• _Required action_
Find the string "boat" in the records and copy each line where it occurs.

------ Material for the task

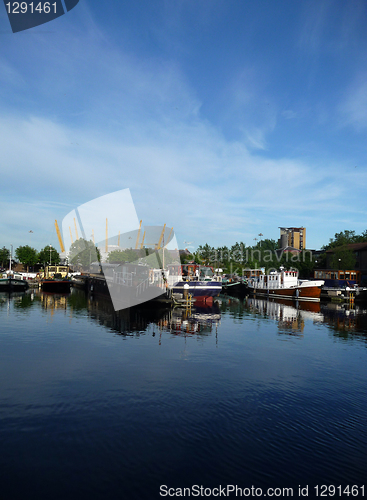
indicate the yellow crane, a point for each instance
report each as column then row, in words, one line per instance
column 137, row 239
column 59, row 236
column 76, row 230
column 169, row 236
column 161, row 238
column 106, row 235
column 142, row 242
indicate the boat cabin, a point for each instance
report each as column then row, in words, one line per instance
column 275, row 280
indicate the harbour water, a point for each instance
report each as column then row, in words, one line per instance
column 97, row 404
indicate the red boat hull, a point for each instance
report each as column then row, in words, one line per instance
column 305, row 293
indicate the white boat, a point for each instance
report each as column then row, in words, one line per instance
column 200, row 283
column 12, row 282
column 285, row 284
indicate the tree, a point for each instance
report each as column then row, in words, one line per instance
column 83, row 253
column 27, row 255
column 343, row 259
column 4, row 256
column 44, row 255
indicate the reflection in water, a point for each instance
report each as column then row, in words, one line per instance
column 344, row 318
column 118, row 403
column 291, row 316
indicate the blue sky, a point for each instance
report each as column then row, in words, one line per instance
column 225, row 118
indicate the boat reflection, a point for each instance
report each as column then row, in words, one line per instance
column 198, row 320
column 292, row 316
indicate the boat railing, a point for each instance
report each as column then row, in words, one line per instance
column 123, row 278
column 142, row 287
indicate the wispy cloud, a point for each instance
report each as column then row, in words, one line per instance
column 353, row 109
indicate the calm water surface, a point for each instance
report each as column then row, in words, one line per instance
column 96, row 404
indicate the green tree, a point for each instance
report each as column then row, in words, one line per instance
column 44, row 256
column 27, row 255
column 83, row 253
column 4, row 256
column 343, row 259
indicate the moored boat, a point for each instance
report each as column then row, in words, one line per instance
column 285, row 284
column 56, row 285
column 201, row 282
column 12, row 283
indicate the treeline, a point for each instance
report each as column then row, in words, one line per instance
column 238, row 258
column 266, row 253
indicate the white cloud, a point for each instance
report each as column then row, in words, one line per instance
column 353, row 109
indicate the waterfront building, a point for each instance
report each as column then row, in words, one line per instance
column 294, row 237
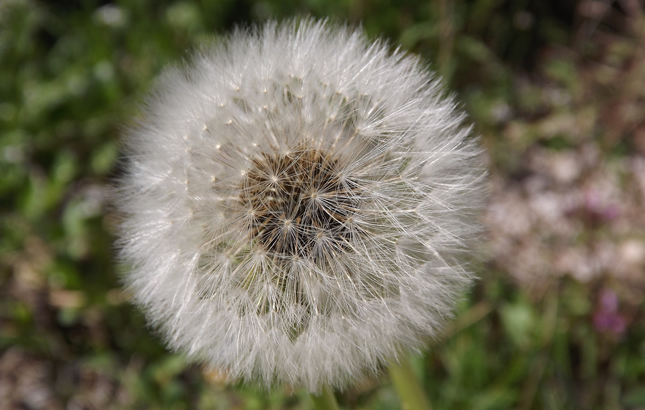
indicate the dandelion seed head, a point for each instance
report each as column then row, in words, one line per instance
column 297, row 205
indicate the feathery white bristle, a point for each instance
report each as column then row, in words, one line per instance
column 297, row 204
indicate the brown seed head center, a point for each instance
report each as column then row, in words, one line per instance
column 300, row 204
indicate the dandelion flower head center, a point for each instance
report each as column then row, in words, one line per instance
column 299, row 202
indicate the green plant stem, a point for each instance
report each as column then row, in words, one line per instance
column 407, row 386
column 326, row 400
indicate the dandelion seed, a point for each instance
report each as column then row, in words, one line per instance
column 311, row 226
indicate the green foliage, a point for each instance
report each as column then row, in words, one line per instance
column 71, row 77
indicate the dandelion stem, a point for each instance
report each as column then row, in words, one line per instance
column 407, row 386
column 326, row 400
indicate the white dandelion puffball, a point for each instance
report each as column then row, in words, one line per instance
column 297, row 205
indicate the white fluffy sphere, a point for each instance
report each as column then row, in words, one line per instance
column 297, row 204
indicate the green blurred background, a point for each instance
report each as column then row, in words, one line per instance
column 555, row 88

------------

• _Answer_
indicate the boat cabin, a point for each instance
indicate the red boat hull, a point for each instance
indicate the white boat, a point for each instance
indicate the boat reflection, a point for each instance
indicate the boat railing, a point for each instance
indicate the moored boat, a point for each instance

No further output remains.